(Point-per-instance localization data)
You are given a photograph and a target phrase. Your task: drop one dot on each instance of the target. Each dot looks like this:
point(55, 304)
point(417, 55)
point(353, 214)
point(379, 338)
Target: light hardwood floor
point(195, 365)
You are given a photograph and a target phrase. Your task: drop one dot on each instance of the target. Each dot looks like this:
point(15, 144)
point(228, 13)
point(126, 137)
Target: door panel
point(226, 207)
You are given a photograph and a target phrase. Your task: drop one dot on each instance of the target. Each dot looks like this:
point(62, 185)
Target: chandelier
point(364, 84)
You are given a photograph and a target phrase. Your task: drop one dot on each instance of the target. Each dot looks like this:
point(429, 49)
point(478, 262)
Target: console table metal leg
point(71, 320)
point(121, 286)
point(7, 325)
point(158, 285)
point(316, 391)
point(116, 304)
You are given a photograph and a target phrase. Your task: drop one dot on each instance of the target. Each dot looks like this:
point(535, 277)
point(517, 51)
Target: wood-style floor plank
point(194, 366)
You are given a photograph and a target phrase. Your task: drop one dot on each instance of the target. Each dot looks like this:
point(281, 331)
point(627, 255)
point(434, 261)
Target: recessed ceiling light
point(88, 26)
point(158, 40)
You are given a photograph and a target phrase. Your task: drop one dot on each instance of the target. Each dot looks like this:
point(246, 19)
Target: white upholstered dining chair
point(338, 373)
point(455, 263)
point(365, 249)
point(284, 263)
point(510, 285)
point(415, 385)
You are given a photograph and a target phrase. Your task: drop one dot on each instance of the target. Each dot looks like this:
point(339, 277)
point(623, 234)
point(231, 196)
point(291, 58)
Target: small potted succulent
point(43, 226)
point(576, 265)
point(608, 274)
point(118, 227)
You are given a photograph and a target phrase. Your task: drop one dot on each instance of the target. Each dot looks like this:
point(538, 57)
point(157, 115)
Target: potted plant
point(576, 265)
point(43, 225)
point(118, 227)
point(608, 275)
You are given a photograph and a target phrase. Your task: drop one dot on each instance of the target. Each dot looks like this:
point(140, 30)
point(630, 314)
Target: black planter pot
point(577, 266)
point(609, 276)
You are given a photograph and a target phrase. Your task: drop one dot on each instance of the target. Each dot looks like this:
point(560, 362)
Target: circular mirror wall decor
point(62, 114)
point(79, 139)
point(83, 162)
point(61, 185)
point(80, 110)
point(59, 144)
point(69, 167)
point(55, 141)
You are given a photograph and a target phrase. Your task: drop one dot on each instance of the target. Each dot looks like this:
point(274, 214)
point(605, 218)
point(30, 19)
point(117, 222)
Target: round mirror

=== What you have to do ===
The data should be written out again in full, exactly as it stands.

=== Task response ===
You are given a photograph and a target phrase. Your task: drop one dot on each instance of the target. Each dot looks like this:
point(55, 304)
point(417, 55)
point(353, 214)
point(379, 338)
Target: light hardwood floor
point(195, 365)
You are given a photograph and a target phrase. Your task: drop one dot on each instance of the target. Each dot looks like this:
point(15, 144)
point(228, 13)
point(126, 137)
Target: door panel
point(226, 207)
You are given a photograph and a target phrase. Your task: drop one dot on each instance of the target. Each dot looks like this:
point(62, 185)
Target: chandelier
point(364, 84)
You are given a photograph and a target phrase. Your task: drop one dot on each instance of the target. Each dot looks like this:
point(429, 49)
point(478, 262)
Target: console table metal leg
point(71, 320)
point(121, 286)
point(7, 325)
point(158, 285)
point(316, 391)
point(116, 304)
You are given a photograph and a target phrase. Your task: drop one dot on each instance of the target. Each dot looks like this:
point(535, 277)
point(517, 51)
Target: wood-style floor plank
point(194, 366)
You are given a photograph and a target phrase. Your task: drop one dot on each instance of the target. Each dot looks like this:
point(281, 331)
point(627, 255)
point(434, 261)
Target: recessed ceiling light
point(88, 26)
point(158, 40)
You are given a photograph and a target phrase. Your task: drop one dot on each instance of the target. Each dot looks like this:
point(246, 19)
Target: white upholstered dining chair
point(338, 373)
point(455, 263)
point(365, 249)
point(284, 263)
point(510, 285)
point(415, 385)
You are given a photograph and a target phrase. Your task: drop one dot on each instance of the target. Each dot looks like this:
point(339, 277)
point(623, 234)
point(231, 196)
point(291, 58)
Target: small potted succulent
point(43, 226)
point(576, 265)
point(608, 274)
point(118, 227)
You are given a photograph and a target phrase. Your task: drop one dot on each instance of the target. Each dot looks like this:
point(538, 57)
point(157, 115)
Target: potted plant
point(576, 265)
point(43, 225)
point(118, 227)
point(608, 275)
You are given a photograph and a target phrase. Your task: drop one dot on each instance of the target. Each dot looks like this:
point(140, 30)
point(630, 314)
Target: black planter pot
point(577, 266)
point(609, 276)
You are given a photograph and a target phrase. Your task: drop one dot on each instance of the target. Each dot looks like this:
point(560, 362)
Target: circular mirror wall decor
point(62, 114)
point(79, 139)
point(83, 162)
point(61, 185)
point(80, 110)
point(59, 144)
point(69, 167)
point(55, 141)
You are given a photograph and a target phrase. Your task: drop one dot on each instance of the target. Each dot looks like this:
point(274, 214)
point(605, 218)
point(30, 19)
point(117, 222)
Target: round mirror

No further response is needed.